** Opening Data for this task block **

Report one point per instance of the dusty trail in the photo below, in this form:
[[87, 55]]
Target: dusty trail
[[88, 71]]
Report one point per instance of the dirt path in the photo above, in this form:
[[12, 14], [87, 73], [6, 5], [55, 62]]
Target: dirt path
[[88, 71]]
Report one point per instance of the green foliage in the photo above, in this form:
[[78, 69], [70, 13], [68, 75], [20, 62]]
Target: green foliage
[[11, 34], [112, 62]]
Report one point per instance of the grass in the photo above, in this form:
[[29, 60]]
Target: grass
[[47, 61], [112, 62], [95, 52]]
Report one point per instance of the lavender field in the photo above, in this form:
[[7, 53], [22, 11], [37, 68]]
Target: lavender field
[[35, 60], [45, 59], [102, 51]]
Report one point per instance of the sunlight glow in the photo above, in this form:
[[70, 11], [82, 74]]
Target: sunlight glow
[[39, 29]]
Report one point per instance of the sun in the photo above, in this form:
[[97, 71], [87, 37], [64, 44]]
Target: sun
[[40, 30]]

** Closing Data for this task block **
** Opening Data for this task block **

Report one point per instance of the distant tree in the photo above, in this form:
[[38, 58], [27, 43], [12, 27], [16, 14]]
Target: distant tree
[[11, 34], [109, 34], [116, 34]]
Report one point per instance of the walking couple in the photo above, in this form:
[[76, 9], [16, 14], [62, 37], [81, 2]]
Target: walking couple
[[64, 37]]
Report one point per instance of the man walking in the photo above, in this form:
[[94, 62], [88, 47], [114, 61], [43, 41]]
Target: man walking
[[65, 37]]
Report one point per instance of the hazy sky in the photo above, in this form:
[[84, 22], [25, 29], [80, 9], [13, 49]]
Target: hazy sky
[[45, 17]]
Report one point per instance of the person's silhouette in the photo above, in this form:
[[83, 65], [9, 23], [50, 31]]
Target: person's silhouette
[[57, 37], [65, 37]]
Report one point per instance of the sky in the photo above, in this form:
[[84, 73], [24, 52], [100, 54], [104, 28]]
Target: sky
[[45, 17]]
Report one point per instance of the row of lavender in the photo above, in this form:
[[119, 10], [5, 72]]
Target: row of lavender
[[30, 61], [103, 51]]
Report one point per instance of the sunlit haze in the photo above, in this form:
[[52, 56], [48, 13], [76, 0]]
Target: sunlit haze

** Closing Data for this task block **

■ Exercise directions ■
Nothing should appear in the answer except the lines above from the line with "Report one point per instance of the person's" through the line with "Target: sunlit haze", both included, written out exactly.

■ Task answer ■
Report one point per instance of the person's silhouette in the photo above, in this form:
[[83, 65], [9, 23], [50, 31]]
Target: person's silhouette
[[57, 37], [65, 37]]
Report one point per instance of the sky in the photo above, in this form:
[[84, 73], [24, 52], [100, 54], [104, 28]]
Target: sky
[[45, 17]]
Report one point per instance of the row of lavender in the photo above, in this form:
[[119, 10], [5, 72]]
Target: row of lavender
[[30, 61], [103, 51]]
Report one point per instance of the sunlit haze in the photo above, in this form:
[[52, 56], [48, 13], [76, 0]]
Target: sunlit haze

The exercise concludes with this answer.